[ENTRIES SHOWN start]
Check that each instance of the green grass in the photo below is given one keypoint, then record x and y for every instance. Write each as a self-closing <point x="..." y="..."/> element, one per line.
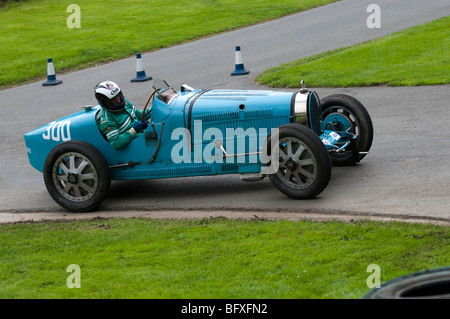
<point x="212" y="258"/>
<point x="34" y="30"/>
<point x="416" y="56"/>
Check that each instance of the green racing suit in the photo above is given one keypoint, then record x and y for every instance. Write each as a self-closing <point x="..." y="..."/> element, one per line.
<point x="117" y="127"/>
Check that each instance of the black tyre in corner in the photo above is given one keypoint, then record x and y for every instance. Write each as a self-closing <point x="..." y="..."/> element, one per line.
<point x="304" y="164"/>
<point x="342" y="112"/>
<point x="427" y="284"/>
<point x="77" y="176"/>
[ENTRIES SHOWN end]
[ENTRIES SHOWN start]
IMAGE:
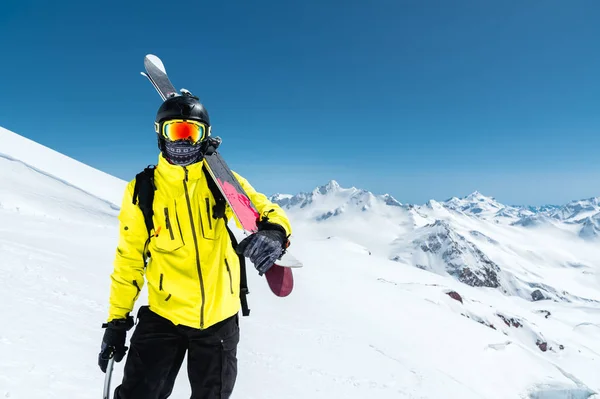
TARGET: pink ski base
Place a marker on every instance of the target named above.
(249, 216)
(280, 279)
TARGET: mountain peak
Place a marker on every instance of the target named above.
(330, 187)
[ENTRIES SHOWN end]
[WHAT YOU WILL DO] Pick out every line above that contains the word "element", treating case as significant, and copy each of those lines in full.

[TASK ANSWER]
Check that each instance of the green grass in the photo below is given one keypoint, then record x and y for every instance. Write each as a self-closing <point x="..." y="..."/> element, one per line.
Check that each instance of the green racing suit in the photo above is given one keypoint, then record x and y for every instance. Write each as a self-closing <point x="..." y="..."/> element, one per line.
Check that each instance of the black tyre in corner in the photo above is given one keypoint, then record x and y for every instance. Write each as a self-closing <point x="..." y="..."/> element, one per line.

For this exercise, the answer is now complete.